И далее происходит нечто особенно примечательное. Тела Данте и Беатриче становятся неразличимы, она совпадают:

 
Казалось мне – нас облаком накрыло,
Прозрачным, гладким, крепким и густым,
Как адамант, что солнце поразило.
 
 
И этот жемчуг, вечно нерушим,
Нас внутрь воспринял, как вода – луч света,
Не поступаясь веществом своим.
 
 
Коль я был телом, и тогда, – хоть это
Постичь нельзя, – объем вошел в объем,
Что должно быть, раз тело в тело вдето,
 
 
То жажда в нас должна вспылать огнем
Увидеть Сущность, где непостижимо
Природа наша слита с божеством[441]441
  Алигьери Д. Божественная комедия (Рай, II, 31–42). С. 318–319. «Parev’a me che nube ne coprisse/ lucida, spessa, solida e pulita, /quasi adamante che lo sol ferisse. / Per entro sé l’etterna margarita / ne ricevette, com’acqua recepe / raggio di luce permanendo unita. / S’io era corpo, e qui non si concepe / com’una dimensione altra patio, /ch’esser convien se corpo in corpo repe, /accender ne dovrìa più il disio /di veder quella essenza in che si vede /come nostra natura e Dio s’unio».


[Закрыть]
.
 

Данте тут описывает его с Беатриче проникновение на луну, которая сначала возникает как жемчужное облако света, и лишь потом обнаруживает свою твердую природу. Взаимопроникновение Данта и Беатриче – это сначала проникновение в свет, и лишь потом неразличимость телесная. Хотя на философском уровне речь идет о проникновении в сущность бога.

У Гандельсмана мотив включенности всего во всё, тела в тело разворачивается в плоскости хлебниковских фантазий о пространственных конфигурациях, вписанных в отдельные буквы. Гандельсман комментирует: «…выбрав слова, допустим, на „ч“ (чулок, чаша и пр.), Х. утверждает, что все они непременно употребляются, когда „объём одного тела (ноги или воды) пополняет пустоту другого тела, служащего ему поверхностью“, и он прав. Между тем это бред, потому что нет ничего в природе, что бы не пополняло пустоту другого, и не имеет значения, на какую букву слово. В конце концов, всё вдвинуто в воздух, или в землю, или в воду, или в огонь, или в космос». Но в «Велимировой книге» мифическая синхронность и вписанность всего во всё, разрушающая идею логоса и родословных, усложнена неотделимостью рая от ада. Хлебникову приписывается этот бесовской хубрис:

 
      Спесь всё это (Господи, помилуй!) святости,
      Господи, истерика, помилуй, святости,
      воедино ад хотел и райский сад свести,
      райский воедино сад хотел и ад свести…
                                                    (ВК, с. 28)

| Фрагмент набора данных |

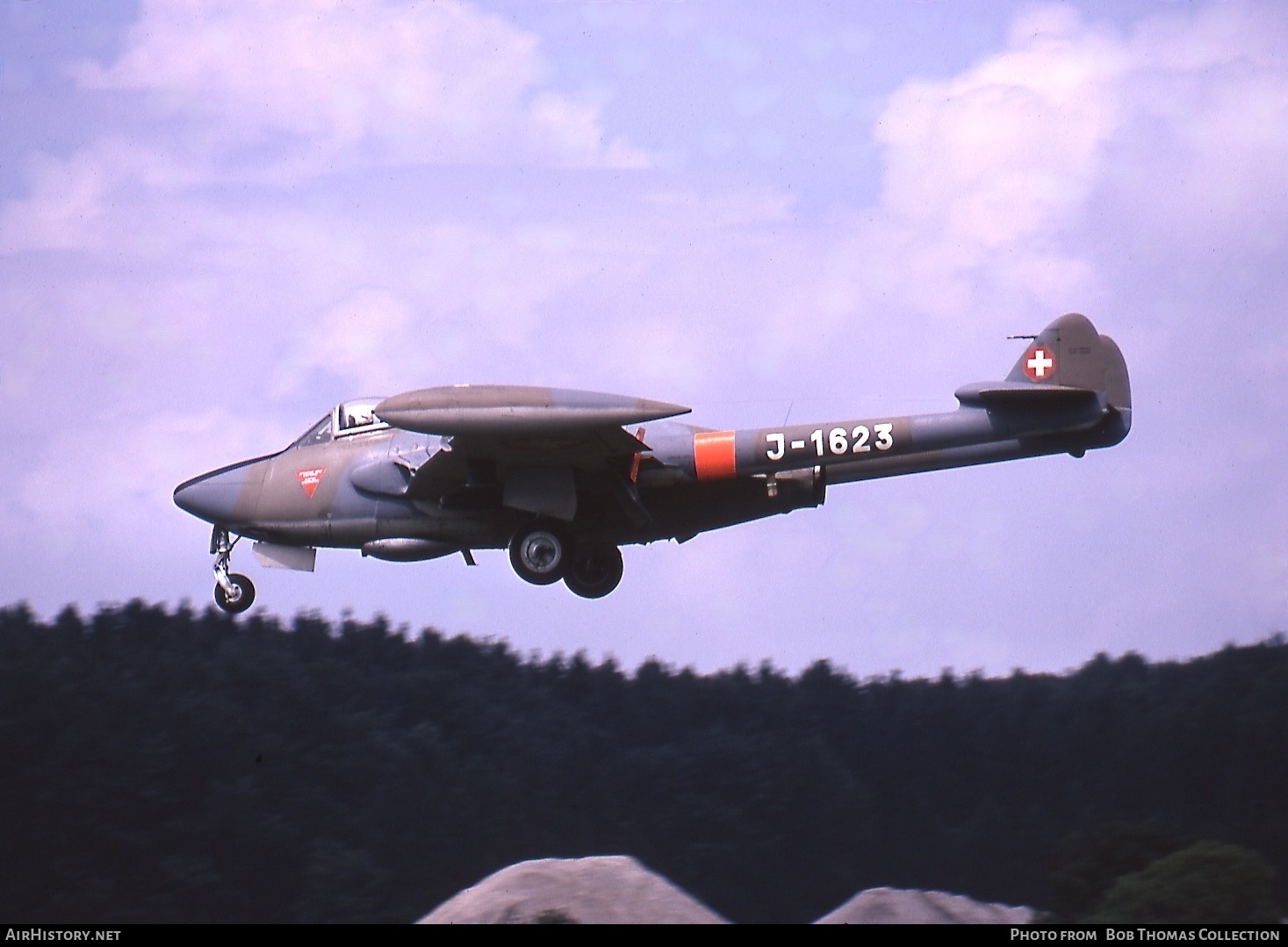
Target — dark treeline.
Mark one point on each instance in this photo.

| Цель задания 1 |
Изложите отрывок о Данте и Гандельсмане в двух предложениях.
| Цель задания 2 |
Воспроизведите дословно фрагмент отрывка о Данте и Гандельсмане между словами «И далее происходит» и «что солнце поразило.» включительно.

| Ответ 1 |
В отрывке разбирается место из «Божественной комедии», где тела Данте и Беатриче становятся неразличимы, проникая в луну, которая сначала возникает как жемчужное облако света и лишь потом обнаруживает свою твердую природу, а на философском уровне речь идет о проникновении в сущность бога. У Гандельсмана мотив включенности тела в тело разворачивается в плоскости хлебниковских фантазий о пространственных конфигурациях, вписанных в буквы, а в «Велимировой книге» вписанность всего во всё усложнена неотделимостью рая от ада.

| Ответ 2 |
И далее происходит нечто особенно примечательное. Тела Данте и Беатриче становятся неразличимы, она совпадают:

 
Казалось мне – нас облаком накрыло,
Прозрачным, гладким, крепким и густым,
Как адамант, что солнце поразило.